Whiting is an unincorporated community located on the west side of Manchester Township in Ocean County, New Jersey, United States. It is in the Eastern Standard time zone with an elevation of 180 ft. It is home to various retirement communities. The ZIP Code Tabulation Area for the Whiting 08759 ZIP code has a population of 33,180 as of the 2019 Population Estimates Program from the United States Census Bureau.

Whiting was once a station stop on the Southern branch of the Central Railroad of New Jersey, a line known for the Blue Comet express. Whiting Station was located at the intersection of Diamond Road and Station Road.
•••••
WHAT THIS EXERCISE ASKS:
• 1. Can you extract the part of the text on Whiting from "Whiting is an" to "and Station Road."?
• 2. Could you swap "Query" for "Label" in the records from the line with "In this picture, where can the flat" to the line with "point(157, 585)", giving back only those lines with nothing else changed?

Recorded data:
•••••
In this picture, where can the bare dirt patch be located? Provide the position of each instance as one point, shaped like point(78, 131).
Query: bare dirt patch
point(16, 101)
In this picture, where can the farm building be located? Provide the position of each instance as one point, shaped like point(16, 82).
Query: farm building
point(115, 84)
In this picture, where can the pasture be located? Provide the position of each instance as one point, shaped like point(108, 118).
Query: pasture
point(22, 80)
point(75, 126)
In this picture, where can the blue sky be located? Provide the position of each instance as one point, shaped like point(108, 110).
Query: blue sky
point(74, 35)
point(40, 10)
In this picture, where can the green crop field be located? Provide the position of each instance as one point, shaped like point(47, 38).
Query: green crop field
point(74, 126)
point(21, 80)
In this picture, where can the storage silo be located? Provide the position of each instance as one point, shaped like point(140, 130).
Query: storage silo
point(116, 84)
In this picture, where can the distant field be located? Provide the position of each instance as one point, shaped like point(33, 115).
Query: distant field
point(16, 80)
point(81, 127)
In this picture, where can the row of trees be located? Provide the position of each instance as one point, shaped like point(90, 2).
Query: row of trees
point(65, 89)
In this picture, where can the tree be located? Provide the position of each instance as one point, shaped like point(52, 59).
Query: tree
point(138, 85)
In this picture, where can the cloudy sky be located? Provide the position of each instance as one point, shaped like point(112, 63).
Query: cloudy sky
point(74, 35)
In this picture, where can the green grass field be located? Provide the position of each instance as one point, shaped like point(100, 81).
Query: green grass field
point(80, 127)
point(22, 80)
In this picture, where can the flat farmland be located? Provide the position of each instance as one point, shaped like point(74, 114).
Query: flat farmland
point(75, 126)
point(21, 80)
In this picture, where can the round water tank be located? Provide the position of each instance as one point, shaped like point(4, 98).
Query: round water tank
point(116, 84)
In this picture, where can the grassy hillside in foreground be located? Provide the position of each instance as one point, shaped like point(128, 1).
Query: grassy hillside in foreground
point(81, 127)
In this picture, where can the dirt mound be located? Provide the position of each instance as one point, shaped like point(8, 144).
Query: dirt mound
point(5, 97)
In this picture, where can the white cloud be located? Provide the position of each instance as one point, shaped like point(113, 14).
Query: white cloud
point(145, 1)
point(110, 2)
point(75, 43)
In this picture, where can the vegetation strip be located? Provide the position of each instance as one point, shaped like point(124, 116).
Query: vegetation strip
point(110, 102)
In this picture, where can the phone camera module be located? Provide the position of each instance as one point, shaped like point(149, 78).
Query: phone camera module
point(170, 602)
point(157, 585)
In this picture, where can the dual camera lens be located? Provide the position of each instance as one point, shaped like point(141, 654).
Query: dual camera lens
•••••
OUTPUTS BY TASK:
• 1.
Whiting is an unincorporated community located on the west side of Manchester Township in Ocean County, New Jersey, United States. It is in the Eastern Standard time zone with an elevation of 180 ft. It is home to various retirement communities. The ZIP Code Tabulation Area for the Whiting 08759 ZIP code has a population of 33,180 as of the 2019 Population Estimates Program from the United States Census Bureau.

Whiting was once a station stop on the Southern branch of the Central Railroad of New Jersey, a line known for the Blue Comet express. Whiting Station was located at the intersection of Diamond Road and Station Road.

• 2.
In this picture, where can the flat farmland be located? Provide the position of each instance as one point, shaped like point(74, 114).
Label: flat farmland
point(75, 126)
point(21, 80)
In this picture, where can the round water tank be located? Provide the position of each instance as one point, shaped like point(4, 98).
Label: round water tank
point(116, 84)
In this picture, where can the grassy hillside in foreground be located? Provide the position of each instance as one point, shaped like point(128, 1).
Label: grassy hillside in foreground
point(81, 127)
In this picture, where can the dirt mound be located? Provide the position of each instance as one point, shaped like point(8, 144).
Label: dirt mound
point(5, 97)
In this picture, where can the white cloud be located? Provide the position of each instance as one point, shaped like point(113, 14).
Label: white cloud
point(145, 1)
point(110, 2)
point(75, 43)
In this picture, where can the vegetation strip be located? Provide the position of each instance as one point, shaped like point(124, 116).
Label: vegetation strip
point(110, 102)
In this picture, where can the phone camera module be located? Provide the position of each instance as one point, shaped like point(149, 78).
Label: phone camera module
point(170, 602)
point(157, 585)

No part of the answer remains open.